SHORT TASK:
Your task is to transcribe the data in full.

[Position identification records]
--- BEGIN ---
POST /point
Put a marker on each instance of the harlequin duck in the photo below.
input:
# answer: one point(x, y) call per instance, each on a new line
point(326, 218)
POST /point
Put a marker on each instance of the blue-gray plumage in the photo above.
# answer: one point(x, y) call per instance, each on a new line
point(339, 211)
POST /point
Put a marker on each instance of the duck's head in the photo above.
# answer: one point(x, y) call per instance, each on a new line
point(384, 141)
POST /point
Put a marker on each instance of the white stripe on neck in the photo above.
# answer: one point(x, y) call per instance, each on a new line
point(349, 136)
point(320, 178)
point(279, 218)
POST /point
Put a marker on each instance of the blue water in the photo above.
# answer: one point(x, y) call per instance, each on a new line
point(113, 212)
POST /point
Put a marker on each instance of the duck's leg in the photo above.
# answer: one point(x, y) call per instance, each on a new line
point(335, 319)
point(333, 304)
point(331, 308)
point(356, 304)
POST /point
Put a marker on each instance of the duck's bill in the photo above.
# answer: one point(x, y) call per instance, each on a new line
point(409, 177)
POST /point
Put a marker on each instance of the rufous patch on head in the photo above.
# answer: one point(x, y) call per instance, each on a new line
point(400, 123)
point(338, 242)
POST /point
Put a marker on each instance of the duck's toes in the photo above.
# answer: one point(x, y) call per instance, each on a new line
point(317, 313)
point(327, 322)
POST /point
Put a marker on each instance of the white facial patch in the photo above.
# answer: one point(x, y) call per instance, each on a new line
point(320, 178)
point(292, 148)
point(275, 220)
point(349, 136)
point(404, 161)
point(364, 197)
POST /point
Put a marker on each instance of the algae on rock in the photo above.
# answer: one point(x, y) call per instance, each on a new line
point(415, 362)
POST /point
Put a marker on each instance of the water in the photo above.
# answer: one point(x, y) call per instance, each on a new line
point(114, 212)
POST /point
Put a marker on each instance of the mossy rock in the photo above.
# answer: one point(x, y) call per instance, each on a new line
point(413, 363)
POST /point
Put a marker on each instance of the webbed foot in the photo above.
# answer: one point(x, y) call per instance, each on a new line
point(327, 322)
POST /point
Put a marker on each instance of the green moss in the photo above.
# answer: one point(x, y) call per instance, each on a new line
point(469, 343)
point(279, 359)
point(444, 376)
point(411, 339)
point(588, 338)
--- END ---
FINAL RESULT:
POST /point
Put a marker on each instance of the harlequin duck in the photo below.
input:
# answer: one point(x, y) call per instance, each on a new line
point(326, 218)
POST /point
Put a marker on each instance of the blue-gray plumage in the photo above.
# answer: one point(x, y) call per instance, each on a new line
point(339, 211)
POST /point
Put a marker on each instance of the duck's head in the photo above.
# answer: one point(x, y) call per instance, each on a new line
point(384, 141)
POST /point
Put a marker on each instance of the white stripe on neck in the photo above.
# answer: one point(x, y) call per instance, each on a new line
point(349, 136)
point(320, 178)
point(279, 218)
POST /point
Put a marker on each instance of the blue water in the photo above.
# answer: one point(x, y) call per instance, each on a new line
point(113, 212)
POST /point
Put a marker on each instance of the duck's leg in the photo above.
# answer: one point(x, y) call per instance, each on a new line
point(335, 319)
point(333, 304)
point(331, 308)
point(356, 304)
POST /point
Put a marker on each instance of the duck's bill in the photo above.
# answer: one point(x, y) call per instance, each on a new line
point(409, 177)
POST /point
Put a marker on each instance of the rufous patch on head in the photo above.
# answer: one point(x, y) call per instance, each on a new line
point(400, 123)
point(338, 242)
POST /point
Put a marker on each instance of the duck's toes in the photo above.
# answer: one point(x, y) call per instance, each on a new line
point(317, 313)
point(327, 322)
POST /point
Put a marker on each instance of the white facial patch in the photo above.
# answer: one point(x, y) call per instance, each on a new line
point(320, 178)
point(292, 148)
point(275, 220)
point(349, 136)
point(404, 161)
point(364, 197)
POST /point
Put a marker on each instance of the algae on rock in the photo above.
# answer: one point(x, y) call per instance, each on a new line
point(415, 362)
POST /point
Put a marker on each instance of the water in the photo above.
# answer: one point(x, y) call per instance, each on a new line
point(114, 212)
POST /point
Put a marker on each instance of the mossy rock in the photo above.
# answer: one point(x, y) call per instance, each on a new line
point(413, 363)
POST /point
Put a marker on each instance of the webbed foot in the photo above.
# answer: one point(x, y) call per instance, each on a new line
point(327, 322)
POST /point
Put a marker on each instance of the green moss in the photo above.
# answer: one point(x, y) call per instance, each on a new line
point(469, 343)
point(279, 359)
point(444, 376)
point(411, 339)
point(588, 338)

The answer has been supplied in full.